**Quoted passage:**
DISTRICT COURT OF QUEENSLAND

CITATION:

GJL v JW [2023] QDC 36

PARTIES:

GJL

(appellant)

v

JW

(respondent)

FILE NO:

Appeal No 142 of 2022

DIVISION:

Civil

PROCEEDING:

Appeal

ORIGINATING COURT:

Magistrates Court at Cairns

DELIVERED ON:

9 March 2023 ex tempore

DELIVERED AT:

Cairns

HEARING DATE:

7 March 2023

JUDGE:

Fantin DCJ

ORDER:

  1. Leave to amend the notice of appeal by removing grounds 2, 3 and 4 is granted.
  2. Appeal allowed.
  3. The order made at the Magistrates Court at Cairns on 26 October 2022 granting the respondent's application be set aside.
  4. The application be remitted to the Magistrates Court at Cairns for rehearing, before a different Magistrate.
  5. No order as to costs of the appeal.

CATCHWORDS:

DOMESTIC AND FAMILY VIOLENCE LAW – APPEAL – PROTECTION ORDER – where the Magistrate made a protection order in favour of the respondent – where the appellant submits that the Magistrate failed to give sufficient reasons for the decision to grant the application for a protection order – whether the Magistrate erred in failing to make sufficient findings of fact and in failing to explain how they concluded that the requirements for making a protection order had been established

LEGISLATION:

Appeal Costs Fund Act 1973 (Qld) s 15(2)

Domestic and Family Violence Protection Act 2012 (Qld) s 37(1)(b), s 37(1)(c), s 164

CASES:

FLC v MRT [2021] QDC 264

GKE v EUT [2014] QDC 248

COUNSEL:

M Rawlings for the appellant.

P Haarsma (solicitor) for the respondent.

SOLICITORS:

Fisher Dore Lawyers for the appellant.

E&H Law for the respondent.

  1. [1]
    On the 26th of October 2022, following a trial, Magistrate Coates made a protection order in favour of the respondent JW and against the appellant GJL.  The order contained the mandatory conditions as well as a number of special conditions.  They included:  that GJL not approach within 100 metres of where the aggrieved lives; that he not contact or attempt to contact her except in certain limited circumstances relating to having contact with their child; that he not follow or approach within 100 metres of the aggrieved except in certain limited circumstances; and that he surrender certain weapons.
  2. [2]
    GJL appeals pursuant to s 164 of the Domestic and Family Violence Protection Act 2012 (Qld) (‘the Act’) against the making of the protection order. 
  3. [3]
    The principles with respect to such an appeal are well settled and need not be repeated.  The appeal is by way of rehearing on the record and subject to the limitations of an appellate court in that role. 
  4. [4]
    GJL relied upon two grounds of appeal. Although there were other grounds identified in the notice of appeal, they were not ultimately relied upon at the hearing.  Those two grounds may be summarised as follows. First, that the Magistrate erred in law by failing to give adequate reasons for her decision to grant the protection order. Second, that the Magistrate erred in applying the test, in failing to make findings of fact or to give an adequate explanation of her reasoning, for her conclusion that a protection order was necessary or desirable.
  5. [5]
    Both parties were legally represented in the Court below and on appeal.  At the appeal hearing before me the solicitor for the respondent JW conceded that the appeal should be allowed for the reasons submitted by the appellant GJL, and joined in seeking the relief sought.  Both parties sought orders to the effect that the appeal be allowed, the protection order set aside and the application remitted to the Magistrates Court at Cairns for rehearing by a different Magistrate, with no order as to the costs of the appeal.

**Given exercise A:** Could you pull from the judgment the passage starting with "7 March 2023" and going on through "be set aside.", word for word?
**Given exercise B:** Does each statement agree with the judgment? Answer yes or no for each, and quote the words that settle it. (i) The respondent was represented by a solicitor on the appeal. (ii) At the hearing, the appellant relied on every ground in the notice of appeal. (iii) The protection order barred the appellant from approaching within 50 metres of where the aggrieved lives.
The material that comes next is separate from the judgment.

**Provided material:**
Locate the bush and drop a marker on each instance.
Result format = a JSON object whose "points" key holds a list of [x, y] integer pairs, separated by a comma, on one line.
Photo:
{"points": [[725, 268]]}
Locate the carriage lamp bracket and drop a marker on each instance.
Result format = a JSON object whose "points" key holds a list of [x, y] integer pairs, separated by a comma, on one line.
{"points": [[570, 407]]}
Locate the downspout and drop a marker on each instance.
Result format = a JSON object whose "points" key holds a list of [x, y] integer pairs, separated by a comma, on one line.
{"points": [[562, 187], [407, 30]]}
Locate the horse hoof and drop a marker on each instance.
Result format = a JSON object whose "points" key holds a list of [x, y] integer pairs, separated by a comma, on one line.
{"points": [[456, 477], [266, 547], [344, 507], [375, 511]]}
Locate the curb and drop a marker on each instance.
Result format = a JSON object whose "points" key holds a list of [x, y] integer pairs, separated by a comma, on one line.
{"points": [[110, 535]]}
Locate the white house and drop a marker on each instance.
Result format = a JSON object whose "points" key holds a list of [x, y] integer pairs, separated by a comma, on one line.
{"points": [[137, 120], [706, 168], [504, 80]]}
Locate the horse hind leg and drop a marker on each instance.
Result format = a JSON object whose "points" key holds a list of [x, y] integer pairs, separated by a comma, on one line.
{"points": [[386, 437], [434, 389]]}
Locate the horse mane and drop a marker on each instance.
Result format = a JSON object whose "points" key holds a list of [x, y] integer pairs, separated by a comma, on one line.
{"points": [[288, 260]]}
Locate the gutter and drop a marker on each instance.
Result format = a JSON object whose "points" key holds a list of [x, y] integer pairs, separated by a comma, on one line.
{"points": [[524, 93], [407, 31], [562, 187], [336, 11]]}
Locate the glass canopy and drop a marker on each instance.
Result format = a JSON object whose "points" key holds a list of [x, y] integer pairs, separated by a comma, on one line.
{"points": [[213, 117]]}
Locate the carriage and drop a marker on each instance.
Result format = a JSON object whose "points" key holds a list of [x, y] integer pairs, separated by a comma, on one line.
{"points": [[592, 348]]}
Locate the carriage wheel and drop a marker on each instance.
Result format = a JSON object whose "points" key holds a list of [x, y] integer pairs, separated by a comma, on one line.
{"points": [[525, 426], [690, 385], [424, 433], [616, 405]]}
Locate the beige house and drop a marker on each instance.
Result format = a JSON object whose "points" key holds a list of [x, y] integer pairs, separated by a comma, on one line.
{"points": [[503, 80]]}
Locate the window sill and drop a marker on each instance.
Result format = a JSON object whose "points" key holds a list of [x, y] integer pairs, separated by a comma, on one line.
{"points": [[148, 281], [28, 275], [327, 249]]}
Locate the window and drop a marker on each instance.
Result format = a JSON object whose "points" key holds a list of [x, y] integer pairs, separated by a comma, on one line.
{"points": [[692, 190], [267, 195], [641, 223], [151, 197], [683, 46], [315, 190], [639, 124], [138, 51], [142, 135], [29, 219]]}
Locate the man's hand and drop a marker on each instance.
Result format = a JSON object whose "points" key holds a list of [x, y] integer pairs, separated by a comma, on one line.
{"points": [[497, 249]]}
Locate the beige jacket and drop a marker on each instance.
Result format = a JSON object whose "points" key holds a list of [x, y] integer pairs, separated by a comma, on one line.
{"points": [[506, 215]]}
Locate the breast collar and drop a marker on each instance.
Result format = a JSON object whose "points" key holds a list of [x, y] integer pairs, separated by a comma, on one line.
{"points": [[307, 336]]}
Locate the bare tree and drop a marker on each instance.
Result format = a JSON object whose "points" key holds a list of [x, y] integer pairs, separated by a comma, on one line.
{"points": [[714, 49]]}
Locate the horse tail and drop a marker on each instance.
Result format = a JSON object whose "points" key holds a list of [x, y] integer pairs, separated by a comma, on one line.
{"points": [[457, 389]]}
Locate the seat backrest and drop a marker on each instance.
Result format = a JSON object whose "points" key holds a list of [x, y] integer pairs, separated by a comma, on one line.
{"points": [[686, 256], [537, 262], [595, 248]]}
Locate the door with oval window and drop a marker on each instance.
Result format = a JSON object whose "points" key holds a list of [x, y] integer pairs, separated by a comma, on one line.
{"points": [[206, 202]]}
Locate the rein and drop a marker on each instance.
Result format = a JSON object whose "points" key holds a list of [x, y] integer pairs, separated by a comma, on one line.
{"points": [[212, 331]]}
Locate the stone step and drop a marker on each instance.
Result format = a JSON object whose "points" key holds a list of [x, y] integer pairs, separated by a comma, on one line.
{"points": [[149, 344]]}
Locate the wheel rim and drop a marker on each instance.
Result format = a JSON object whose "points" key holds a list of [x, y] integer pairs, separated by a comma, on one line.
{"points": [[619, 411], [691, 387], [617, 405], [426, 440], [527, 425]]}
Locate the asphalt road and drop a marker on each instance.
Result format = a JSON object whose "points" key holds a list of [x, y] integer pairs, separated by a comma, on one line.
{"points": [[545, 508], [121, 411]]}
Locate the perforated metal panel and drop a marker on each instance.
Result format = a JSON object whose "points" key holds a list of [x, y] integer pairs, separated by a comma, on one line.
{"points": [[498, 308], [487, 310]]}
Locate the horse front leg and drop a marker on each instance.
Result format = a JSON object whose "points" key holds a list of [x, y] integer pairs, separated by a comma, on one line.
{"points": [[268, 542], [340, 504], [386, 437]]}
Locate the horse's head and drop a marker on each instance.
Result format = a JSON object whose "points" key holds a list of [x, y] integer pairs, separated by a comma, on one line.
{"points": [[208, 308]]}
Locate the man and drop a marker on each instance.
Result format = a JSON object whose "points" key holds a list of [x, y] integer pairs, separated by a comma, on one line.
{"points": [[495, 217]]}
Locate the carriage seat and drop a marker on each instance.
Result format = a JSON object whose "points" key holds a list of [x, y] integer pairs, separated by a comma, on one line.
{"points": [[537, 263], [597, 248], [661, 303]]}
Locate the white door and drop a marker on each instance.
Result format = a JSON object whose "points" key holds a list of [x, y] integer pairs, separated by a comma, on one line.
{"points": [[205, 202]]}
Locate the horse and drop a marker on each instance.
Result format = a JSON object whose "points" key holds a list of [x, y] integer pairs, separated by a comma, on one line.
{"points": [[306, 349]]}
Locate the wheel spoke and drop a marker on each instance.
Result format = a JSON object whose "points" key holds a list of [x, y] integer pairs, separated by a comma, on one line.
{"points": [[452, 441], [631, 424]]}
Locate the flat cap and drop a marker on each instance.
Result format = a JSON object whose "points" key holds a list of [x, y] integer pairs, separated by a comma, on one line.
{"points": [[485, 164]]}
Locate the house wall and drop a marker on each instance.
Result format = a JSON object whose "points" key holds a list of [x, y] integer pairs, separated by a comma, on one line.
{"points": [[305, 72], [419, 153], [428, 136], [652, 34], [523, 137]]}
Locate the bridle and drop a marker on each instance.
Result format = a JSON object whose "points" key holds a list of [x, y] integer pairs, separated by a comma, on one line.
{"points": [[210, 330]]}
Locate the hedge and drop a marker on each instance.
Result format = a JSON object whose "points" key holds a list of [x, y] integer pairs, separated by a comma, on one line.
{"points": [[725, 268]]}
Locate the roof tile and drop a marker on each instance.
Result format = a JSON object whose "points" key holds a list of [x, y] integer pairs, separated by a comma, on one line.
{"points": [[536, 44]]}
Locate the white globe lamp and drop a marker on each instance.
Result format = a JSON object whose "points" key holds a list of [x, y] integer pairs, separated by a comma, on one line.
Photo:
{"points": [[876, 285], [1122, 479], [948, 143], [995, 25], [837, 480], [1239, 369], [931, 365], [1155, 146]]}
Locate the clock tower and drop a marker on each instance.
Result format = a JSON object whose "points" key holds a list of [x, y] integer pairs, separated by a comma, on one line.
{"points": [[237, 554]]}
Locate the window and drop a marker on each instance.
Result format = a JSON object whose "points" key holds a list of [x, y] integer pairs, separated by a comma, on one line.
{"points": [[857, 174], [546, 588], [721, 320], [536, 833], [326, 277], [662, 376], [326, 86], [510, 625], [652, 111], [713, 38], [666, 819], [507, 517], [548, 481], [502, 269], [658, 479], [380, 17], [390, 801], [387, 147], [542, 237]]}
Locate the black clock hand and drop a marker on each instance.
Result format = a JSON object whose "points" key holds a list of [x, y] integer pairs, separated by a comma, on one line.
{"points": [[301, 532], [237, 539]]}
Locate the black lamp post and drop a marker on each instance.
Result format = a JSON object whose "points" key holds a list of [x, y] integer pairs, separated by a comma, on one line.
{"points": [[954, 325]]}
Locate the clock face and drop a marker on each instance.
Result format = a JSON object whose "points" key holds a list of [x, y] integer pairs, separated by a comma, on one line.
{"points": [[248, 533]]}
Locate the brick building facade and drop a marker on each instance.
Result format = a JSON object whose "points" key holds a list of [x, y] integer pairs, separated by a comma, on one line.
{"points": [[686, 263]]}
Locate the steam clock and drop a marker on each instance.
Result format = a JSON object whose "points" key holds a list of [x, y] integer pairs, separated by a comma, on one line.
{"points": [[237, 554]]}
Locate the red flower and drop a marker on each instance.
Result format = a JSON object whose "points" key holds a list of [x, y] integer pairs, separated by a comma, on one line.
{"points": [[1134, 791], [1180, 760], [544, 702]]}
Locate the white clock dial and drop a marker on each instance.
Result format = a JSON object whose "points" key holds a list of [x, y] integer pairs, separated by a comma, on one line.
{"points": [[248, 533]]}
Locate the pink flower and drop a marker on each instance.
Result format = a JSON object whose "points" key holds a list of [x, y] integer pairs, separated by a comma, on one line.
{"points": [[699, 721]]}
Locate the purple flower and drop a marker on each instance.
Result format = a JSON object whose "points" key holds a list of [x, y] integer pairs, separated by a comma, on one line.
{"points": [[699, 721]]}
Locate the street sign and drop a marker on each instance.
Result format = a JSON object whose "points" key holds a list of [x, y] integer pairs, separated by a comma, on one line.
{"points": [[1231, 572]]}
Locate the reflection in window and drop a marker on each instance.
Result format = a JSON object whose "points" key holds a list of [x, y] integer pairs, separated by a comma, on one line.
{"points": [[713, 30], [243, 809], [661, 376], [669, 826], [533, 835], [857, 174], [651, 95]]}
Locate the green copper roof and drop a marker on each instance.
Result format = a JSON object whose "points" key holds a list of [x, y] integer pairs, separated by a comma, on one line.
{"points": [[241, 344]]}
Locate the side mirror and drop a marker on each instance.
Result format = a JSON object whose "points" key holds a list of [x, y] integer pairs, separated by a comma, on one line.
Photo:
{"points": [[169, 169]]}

**Task response A:**
7 March 2023

JUDGE:

Fantin DCJ

ORDER:

  1. Leave to amend the notice of appeal by removing grounds 2, 3 and 4 is granted.
  2. Appeal allowed.
  3. The order made at the Magistrates Court at Cairns on 26 October 2022 granting the respondent's application be set aside.

**Task response B:**
(i) Yes: "P Haarsma (solicitor) for the respondent."
(ii) No: "Although there were other grounds identified in the notice of appeal, they were not ultimately relied upon at the hearing."
(iii) No: "that GJL not approach within 100 metres of where the aggrieved lives"